▸ Data for processing:

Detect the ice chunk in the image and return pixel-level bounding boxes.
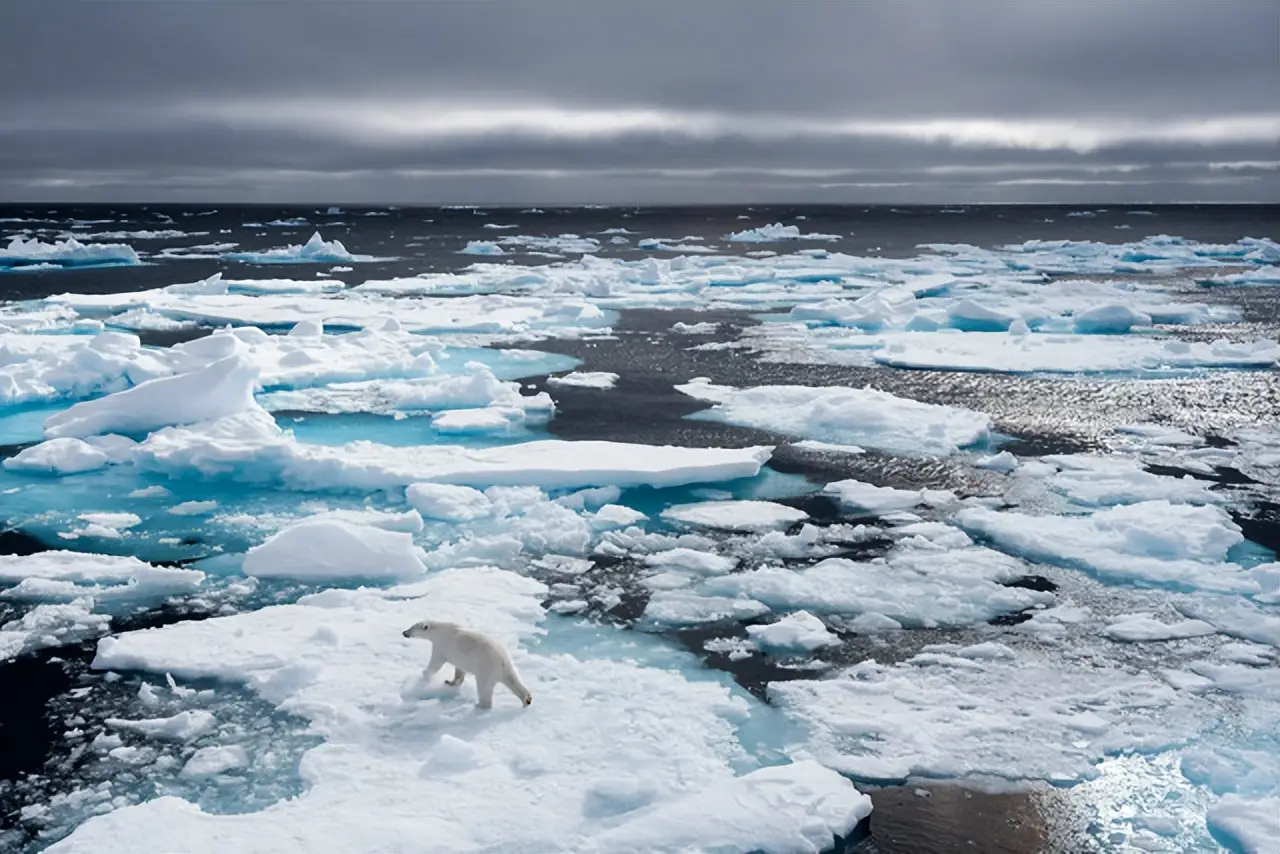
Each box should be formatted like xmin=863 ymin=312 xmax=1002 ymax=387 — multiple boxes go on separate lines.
xmin=1074 ymin=305 xmax=1151 ymax=335
xmin=132 ymin=412 xmax=772 ymax=490
xmin=746 ymin=611 xmax=840 ymax=652
xmin=458 ymin=241 xmax=507 ymax=255
xmin=235 ymin=519 xmax=426 ymax=580
xmin=0 ymin=236 xmax=142 ymax=271
xmin=178 ymin=745 xmax=248 ymax=780
xmin=404 ymin=483 xmax=493 ymax=522
xmin=586 ymin=761 xmax=872 ymax=854
xmin=547 ymin=371 xmax=618 ymax=388
xmin=106 ymin=709 xmax=218 ymax=741
xmin=1102 ymin=613 xmax=1216 ymax=641
xmin=644 ymin=548 xmax=737 ymax=575
xmin=868 ymin=332 xmax=1280 ymax=374
xmin=45 ymin=356 xmax=260 ymax=439
xmin=662 ymin=501 xmax=809 ymax=533
xmin=676 ymin=383 xmax=991 ymax=455
xmin=4 ymin=439 xmax=111 ymax=475
xmin=1043 ymin=455 xmax=1220 ymax=507
xmin=974 ymin=451 xmax=1018 ymax=472
xmin=956 ymin=501 xmax=1257 ymax=593
xmin=431 ymin=406 xmax=525 ymax=434
xmin=768 ymin=650 xmax=1207 ymax=785
xmin=701 ymin=539 xmax=1053 ymax=629
xmin=822 ymin=480 xmax=955 ymax=515
xmin=57 ymin=568 xmax=869 ymax=854
xmin=223 ymin=232 xmax=390 ymax=264
xmin=723 ymin=223 xmax=841 ymax=243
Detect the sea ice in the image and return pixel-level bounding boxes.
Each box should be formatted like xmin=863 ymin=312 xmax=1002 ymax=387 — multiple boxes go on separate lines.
xmin=223 ymin=232 xmax=390 ymax=264
xmin=662 ymin=501 xmax=809 ymax=533
xmin=746 ymin=611 xmax=840 ymax=652
xmin=1102 ymin=613 xmax=1216 ymax=643
xmin=822 ymin=480 xmax=955 ymax=516
xmin=0 ymin=236 xmax=142 ymax=271
xmin=723 ymin=223 xmax=841 ymax=243
xmin=243 ymin=519 xmax=426 ymax=580
xmin=768 ymin=648 xmax=1208 ymax=785
xmin=49 ymin=568 xmax=870 ymax=854
xmin=676 ymin=383 xmax=991 ymax=455
xmin=956 ymin=499 xmax=1258 ymax=593
xmin=547 ymin=371 xmax=618 ymax=389
xmin=45 ymin=356 xmax=260 ymax=439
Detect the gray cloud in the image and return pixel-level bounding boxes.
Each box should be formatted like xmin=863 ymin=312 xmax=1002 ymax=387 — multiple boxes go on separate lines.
xmin=0 ymin=0 xmax=1280 ymax=204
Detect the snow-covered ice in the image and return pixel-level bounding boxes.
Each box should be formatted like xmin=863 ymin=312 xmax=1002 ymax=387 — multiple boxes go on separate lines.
xmin=49 ymin=568 xmax=870 ymax=854
xmin=676 ymin=383 xmax=991 ymax=455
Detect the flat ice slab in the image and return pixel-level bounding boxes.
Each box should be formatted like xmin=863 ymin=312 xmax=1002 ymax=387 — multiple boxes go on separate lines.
xmin=662 ymin=501 xmax=809 ymax=531
xmin=676 ymin=382 xmax=991 ymax=455
xmin=47 ymin=568 xmax=870 ymax=854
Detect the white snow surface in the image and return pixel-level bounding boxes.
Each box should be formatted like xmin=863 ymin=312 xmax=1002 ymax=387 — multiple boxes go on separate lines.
xmin=235 ymin=519 xmax=426 ymax=580
xmin=547 ymin=371 xmax=618 ymax=389
xmin=662 ymin=501 xmax=809 ymax=533
xmin=746 ymin=611 xmax=840 ymax=652
xmin=49 ymin=568 xmax=870 ymax=854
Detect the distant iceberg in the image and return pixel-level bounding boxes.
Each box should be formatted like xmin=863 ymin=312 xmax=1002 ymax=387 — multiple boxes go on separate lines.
xmin=0 ymin=237 xmax=142 ymax=270
xmin=222 ymin=232 xmax=390 ymax=264
xmin=723 ymin=223 xmax=841 ymax=243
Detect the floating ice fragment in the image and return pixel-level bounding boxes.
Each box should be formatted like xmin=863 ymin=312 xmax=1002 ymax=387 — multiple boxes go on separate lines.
xmin=662 ymin=501 xmax=809 ymax=533
xmin=746 ymin=611 xmax=840 ymax=652
xmin=243 ymin=519 xmax=426 ymax=580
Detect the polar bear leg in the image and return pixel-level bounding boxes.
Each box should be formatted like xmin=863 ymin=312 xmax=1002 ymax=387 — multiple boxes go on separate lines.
xmin=476 ymin=673 xmax=497 ymax=709
xmin=422 ymin=649 xmax=444 ymax=682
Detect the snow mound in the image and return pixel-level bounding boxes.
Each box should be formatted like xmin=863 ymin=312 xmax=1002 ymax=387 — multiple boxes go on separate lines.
xmin=45 ymin=356 xmax=260 ymax=439
xmin=956 ymin=499 xmax=1258 ymax=593
xmin=676 ymin=383 xmax=991 ymax=455
xmin=49 ymin=568 xmax=870 ymax=854
xmin=404 ymin=483 xmax=493 ymax=522
xmin=0 ymin=237 xmax=142 ymax=271
xmin=768 ymin=644 xmax=1204 ymax=785
xmin=822 ymin=480 xmax=955 ymax=516
xmin=223 ymin=232 xmax=389 ymax=264
xmin=243 ymin=519 xmax=426 ymax=580
xmin=1102 ymin=613 xmax=1217 ymax=643
xmin=547 ymin=371 xmax=618 ymax=388
xmin=746 ymin=611 xmax=840 ymax=652
xmin=458 ymin=241 xmax=507 ymax=255
xmin=662 ymin=501 xmax=809 ymax=533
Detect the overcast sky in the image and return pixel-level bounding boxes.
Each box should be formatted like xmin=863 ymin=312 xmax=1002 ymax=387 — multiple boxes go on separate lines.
xmin=0 ymin=0 xmax=1280 ymax=205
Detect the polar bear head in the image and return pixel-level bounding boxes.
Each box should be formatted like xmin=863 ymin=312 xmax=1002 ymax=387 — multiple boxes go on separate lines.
xmin=401 ymin=620 xmax=458 ymax=640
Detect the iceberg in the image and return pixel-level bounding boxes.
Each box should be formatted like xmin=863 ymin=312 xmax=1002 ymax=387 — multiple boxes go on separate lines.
xmin=0 ymin=236 xmax=142 ymax=273
xmin=676 ymin=383 xmax=991 ymax=456
xmin=723 ymin=223 xmax=841 ymax=243
xmin=223 ymin=232 xmax=393 ymax=264
xmin=49 ymin=568 xmax=870 ymax=854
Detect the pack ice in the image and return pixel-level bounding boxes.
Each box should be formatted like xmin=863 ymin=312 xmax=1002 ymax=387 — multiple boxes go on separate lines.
xmin=0 ymin=222 xmax=1280 ymax=854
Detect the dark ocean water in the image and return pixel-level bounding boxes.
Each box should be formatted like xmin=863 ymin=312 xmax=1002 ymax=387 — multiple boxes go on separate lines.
xmin=0 ymin=205 xmax=1280 ymax=854
xmin=0 ymin=205 xmax=1280 ymax=300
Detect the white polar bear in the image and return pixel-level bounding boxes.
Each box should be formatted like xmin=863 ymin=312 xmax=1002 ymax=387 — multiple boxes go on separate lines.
xmin=402 ymin=620 xmax=534 ymax=709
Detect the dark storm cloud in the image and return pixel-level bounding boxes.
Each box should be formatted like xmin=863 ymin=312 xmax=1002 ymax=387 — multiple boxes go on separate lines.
xmin=0 ymin=0 xmax=1280 ymax=204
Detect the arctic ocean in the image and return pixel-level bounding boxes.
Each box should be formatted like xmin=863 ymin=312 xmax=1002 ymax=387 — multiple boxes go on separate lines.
xmin=0 ymin=205 xmax=1280 ymax=854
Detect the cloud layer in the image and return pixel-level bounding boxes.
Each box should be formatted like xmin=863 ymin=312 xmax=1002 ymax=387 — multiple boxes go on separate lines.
xmin=0 ymin=0 xmax=1280 ymax=204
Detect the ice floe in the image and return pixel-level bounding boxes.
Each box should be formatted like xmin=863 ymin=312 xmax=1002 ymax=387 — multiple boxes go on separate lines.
xmin=676 ymin=382 xmax=991 ymax=455
xmin=50 ymin=568 xmax=870 ymax=854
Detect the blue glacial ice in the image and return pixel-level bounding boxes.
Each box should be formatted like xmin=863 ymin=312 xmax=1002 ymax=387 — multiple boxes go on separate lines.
xmin=0 ymin=224 xmax=1280 ymax=854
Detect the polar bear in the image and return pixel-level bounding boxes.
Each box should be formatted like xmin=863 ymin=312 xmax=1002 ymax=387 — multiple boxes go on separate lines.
xmin=402 ymin=620 xmax=534 ymax=709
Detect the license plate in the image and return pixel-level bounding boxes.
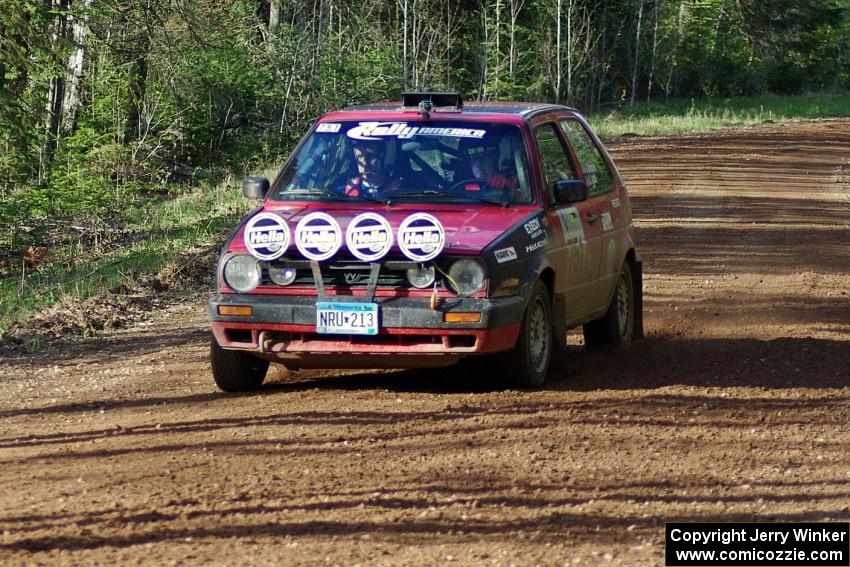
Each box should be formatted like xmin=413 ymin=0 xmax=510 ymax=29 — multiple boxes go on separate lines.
xmin=316 ymin=301 xmax=378 ymax=335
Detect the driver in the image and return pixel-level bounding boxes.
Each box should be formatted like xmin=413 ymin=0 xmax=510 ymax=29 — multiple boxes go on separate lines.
xmin=344 ymin=140 xmax=400 ymax=197
xmin=466 ymin=140 xmax=519 ymax=191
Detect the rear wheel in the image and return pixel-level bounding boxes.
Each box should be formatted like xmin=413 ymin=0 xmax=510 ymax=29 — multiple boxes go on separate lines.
xmin=499 ymin=281 xmax=553 ymax=388
xmin=210 ymin=337 xmax=269 ymax=392
xmin=584 ymin=260 xmax=635 ymax=350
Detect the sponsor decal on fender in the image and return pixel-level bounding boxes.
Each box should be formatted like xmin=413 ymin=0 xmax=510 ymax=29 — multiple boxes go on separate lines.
xmin=525 ymin=237 xmax=549 ymax=254
xmin=493 ymin=246 xmax=517 ymax=264
xmin=243 ymin=213 xmax=291 ymax=260
xmin=295 ymin=212 xmax=342 ymax=261
xmin=345 ymin=213 xmax=393 ymax=262
xmin=398 ymin=213 xmax=446 ymax=262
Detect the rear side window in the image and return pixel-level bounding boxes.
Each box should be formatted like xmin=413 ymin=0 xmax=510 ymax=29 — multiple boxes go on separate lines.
xmin=534 ymin=122 xmax=576 ymax=202
xmin=561 ymin=120 xmax=614 ymax=197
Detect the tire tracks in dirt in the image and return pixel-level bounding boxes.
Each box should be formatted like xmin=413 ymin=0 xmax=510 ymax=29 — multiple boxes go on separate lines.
xmin=0 ymin=119 xmax=850 ymax=566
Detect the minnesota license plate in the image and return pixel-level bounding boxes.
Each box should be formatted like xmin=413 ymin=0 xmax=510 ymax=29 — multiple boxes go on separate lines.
xmin=316 ymin=301 xmax=378 ymax=335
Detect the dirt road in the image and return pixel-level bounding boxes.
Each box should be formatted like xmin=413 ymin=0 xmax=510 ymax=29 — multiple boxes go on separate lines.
xmin=0 ymin=120 xmax=850 ymax=566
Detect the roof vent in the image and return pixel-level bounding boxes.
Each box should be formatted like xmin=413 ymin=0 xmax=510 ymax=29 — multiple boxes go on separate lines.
xmin=401 ymin=93 xmax=463 ymax=112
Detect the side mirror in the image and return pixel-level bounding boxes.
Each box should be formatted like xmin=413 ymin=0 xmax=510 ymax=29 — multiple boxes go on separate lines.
xmin=555 ymin=179 xmax=587 ymax=205
xmin=242 ymin=181 xmax=269 ymax=201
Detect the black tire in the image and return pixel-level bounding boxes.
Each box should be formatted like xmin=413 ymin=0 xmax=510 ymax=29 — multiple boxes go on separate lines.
xmin=499 ymin=281 xmax=554 ymax=388
xmin=210 ymin=337 xmax=269 ymax=392
xmin=584 ymin=260 xmax=635 ymax=350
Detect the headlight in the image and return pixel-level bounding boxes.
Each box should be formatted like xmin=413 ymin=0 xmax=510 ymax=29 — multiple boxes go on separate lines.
xmin=269 ymin=266 xmax=298 ymax=285
xmin=449 ymin=259 xmax=484 ymax=295
xmin=407 ymin=266 xmax=434 ymax=289
xmin=224 ymin=255 xmax=260 ymax=293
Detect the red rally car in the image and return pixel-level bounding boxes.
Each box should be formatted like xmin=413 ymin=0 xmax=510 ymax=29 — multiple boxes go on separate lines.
xmin=208 ymin=93 xmax=642 ymax=391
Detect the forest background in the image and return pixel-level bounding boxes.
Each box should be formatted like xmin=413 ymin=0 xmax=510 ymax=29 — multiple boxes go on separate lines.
xmin=0 ymin=0 xmax=850 ymax=331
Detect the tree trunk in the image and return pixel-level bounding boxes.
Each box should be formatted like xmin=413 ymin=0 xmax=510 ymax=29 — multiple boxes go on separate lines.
xmin=61 ymin=0 xmax=92 ymax=135
xmin=555 ymin=0 xmax=562 ymax=104
xmin=124 ymin=32 xmax=150 ymax=143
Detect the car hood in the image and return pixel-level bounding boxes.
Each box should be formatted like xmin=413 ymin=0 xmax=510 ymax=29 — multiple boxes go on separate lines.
xmin=230 ymin=203 xmax=537 ymax=254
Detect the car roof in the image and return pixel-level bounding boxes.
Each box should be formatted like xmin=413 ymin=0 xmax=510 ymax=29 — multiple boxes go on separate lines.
xmin=333 ymin=101 xmax=578 ymax=118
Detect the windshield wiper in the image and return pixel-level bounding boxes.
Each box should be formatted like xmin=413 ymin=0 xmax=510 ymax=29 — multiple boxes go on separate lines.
xmin=390 ymin=189 xmax=511 ymax=208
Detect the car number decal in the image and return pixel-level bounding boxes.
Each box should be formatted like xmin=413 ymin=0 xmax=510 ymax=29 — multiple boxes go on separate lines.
xmin=398 ymin=213 xmax=446 ymax=262
xmin=558 ymin=207 xmax=585 ymax=246
xmin=345 ymin=213 xmax=393 ymax=262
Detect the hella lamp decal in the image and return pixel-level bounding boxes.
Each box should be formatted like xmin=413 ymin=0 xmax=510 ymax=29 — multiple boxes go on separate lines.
xmin=243 ymin=213 xmax=290 ymax=260
xmin=345 ymin=213 xmax=393 ymax=262
xmin=295 ymin=213 xmax=342 ymax=260
xmin=398 ymin=213 xmax=446 ymax=262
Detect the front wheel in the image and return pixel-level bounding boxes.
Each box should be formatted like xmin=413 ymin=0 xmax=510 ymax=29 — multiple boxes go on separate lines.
xmin=210 ymin=337 xmax=269 ymax=392
xmin=501 ymin=281 xmax=553 ymax=388
xmin=584 ymin=260 xmax=635 ymax=350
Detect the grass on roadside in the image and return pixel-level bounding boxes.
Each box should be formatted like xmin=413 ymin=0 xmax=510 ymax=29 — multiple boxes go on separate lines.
xmin=588 ymin=94 xmax=850 ymax=136
xmin=0 ymin=94 xmax=850 ymax=333
xmin=0 ymin=172 xmax=268 ymax=332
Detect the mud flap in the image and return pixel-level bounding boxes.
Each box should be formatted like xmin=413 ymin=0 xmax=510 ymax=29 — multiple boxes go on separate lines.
xmin=632 ymin=254 xmax=644 ymax=339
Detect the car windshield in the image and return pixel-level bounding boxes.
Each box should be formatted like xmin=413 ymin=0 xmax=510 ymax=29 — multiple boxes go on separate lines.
xmin=271 ymin=120 xmax=533 ymax=206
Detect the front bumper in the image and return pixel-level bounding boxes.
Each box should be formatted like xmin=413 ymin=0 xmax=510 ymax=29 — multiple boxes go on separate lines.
xmin=207 ymin=293 xmax=526 ymax=367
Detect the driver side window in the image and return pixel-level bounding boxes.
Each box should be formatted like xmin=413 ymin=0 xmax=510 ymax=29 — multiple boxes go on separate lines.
xmin=534 ymin=122 xmax=577 ymax=203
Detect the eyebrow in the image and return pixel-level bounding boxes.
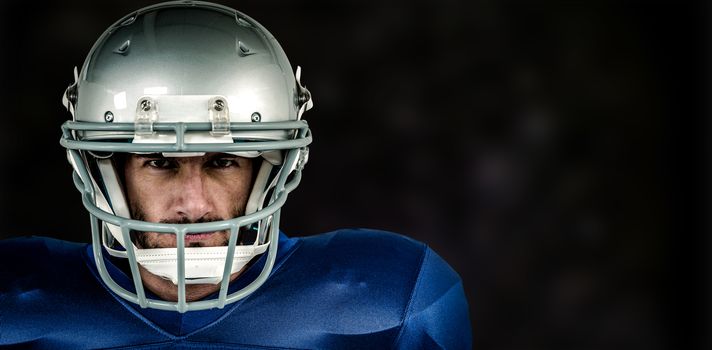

▸ What is needed: Format the records from their first line through the line containing "xmin=132 ymin=412 xmax=772 ymax=490" as a Markdown table with the columns Row and Text, numbering each line and skipping blank lines. Leave the pictures out of the table.

▸ Task result:
| Row | Text |
|---|---|
| 1 | Detect the ice chunk in the image and return pixel-level bounding boxes. |
| 2 | Each box should be formatted like xmin=863 ymin=312 xmax=1002 ymax=387 — multiple boxes go on separate lines. |
| 3 | xmin=1074 ymin=305 xmax=1151 ymax=335 |
| 4 | xmin=132 ymin=412 xmax=772 ymax=490 |